Records from a data source:
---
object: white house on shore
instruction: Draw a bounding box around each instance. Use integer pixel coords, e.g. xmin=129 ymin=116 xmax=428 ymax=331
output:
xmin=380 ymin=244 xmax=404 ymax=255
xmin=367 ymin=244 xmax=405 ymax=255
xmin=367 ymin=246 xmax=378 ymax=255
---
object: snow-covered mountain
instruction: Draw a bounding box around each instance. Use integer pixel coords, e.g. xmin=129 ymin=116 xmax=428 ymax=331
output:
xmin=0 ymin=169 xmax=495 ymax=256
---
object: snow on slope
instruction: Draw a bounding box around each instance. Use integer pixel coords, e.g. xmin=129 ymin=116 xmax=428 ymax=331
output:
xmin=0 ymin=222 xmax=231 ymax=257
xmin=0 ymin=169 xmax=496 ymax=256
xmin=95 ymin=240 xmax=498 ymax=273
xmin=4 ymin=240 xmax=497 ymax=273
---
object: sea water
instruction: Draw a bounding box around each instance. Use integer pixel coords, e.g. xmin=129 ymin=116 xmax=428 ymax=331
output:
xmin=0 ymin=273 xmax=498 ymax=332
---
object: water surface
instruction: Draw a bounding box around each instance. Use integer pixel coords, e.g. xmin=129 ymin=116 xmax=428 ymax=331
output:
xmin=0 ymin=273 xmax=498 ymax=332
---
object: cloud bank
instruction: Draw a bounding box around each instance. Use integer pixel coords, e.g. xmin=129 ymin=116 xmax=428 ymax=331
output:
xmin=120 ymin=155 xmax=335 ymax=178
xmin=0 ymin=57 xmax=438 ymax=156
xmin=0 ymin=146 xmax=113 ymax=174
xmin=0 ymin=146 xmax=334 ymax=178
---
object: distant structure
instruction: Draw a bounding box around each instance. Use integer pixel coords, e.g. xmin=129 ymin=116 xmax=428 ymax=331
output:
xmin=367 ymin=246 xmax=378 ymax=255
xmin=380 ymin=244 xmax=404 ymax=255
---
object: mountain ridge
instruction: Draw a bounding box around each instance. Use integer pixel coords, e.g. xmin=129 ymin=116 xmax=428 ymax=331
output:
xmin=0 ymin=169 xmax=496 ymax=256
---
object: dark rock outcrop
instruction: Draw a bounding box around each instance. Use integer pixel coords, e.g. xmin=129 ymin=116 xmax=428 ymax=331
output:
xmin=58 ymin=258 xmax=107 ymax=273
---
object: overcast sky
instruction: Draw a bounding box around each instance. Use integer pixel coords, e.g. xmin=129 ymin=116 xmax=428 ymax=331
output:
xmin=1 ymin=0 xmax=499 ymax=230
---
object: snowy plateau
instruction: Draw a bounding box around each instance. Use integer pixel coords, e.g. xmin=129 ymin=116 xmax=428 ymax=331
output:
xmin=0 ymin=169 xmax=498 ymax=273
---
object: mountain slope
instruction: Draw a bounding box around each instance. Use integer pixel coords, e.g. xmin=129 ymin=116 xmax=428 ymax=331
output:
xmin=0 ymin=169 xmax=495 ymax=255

» **What is being asked**: Begin at the line that has "object: dark rock outcrop" in the entries above; stop after the line that has "object: snowy plateau". Transcribe exactly those lines and no others.

» **Answer space**:
object: dark rock outcrop
instruction: Draw a bounding box around each instance. Use integer pixel coords, e.g. xmin=129 ymin=116 xmax=428 ymax=331
output:
xmin=58 ymin=258 xmax=107 ymax=273
---
object: overcast sky
instruction: Draw a bounding box around each instance. Use integer pixel coords, e.g. xmin=129 ymin=116 xmax=428 ymax=331
output:
xmin=1 ymin=0 xmax=499 ymax=230
---
object: snowy plateau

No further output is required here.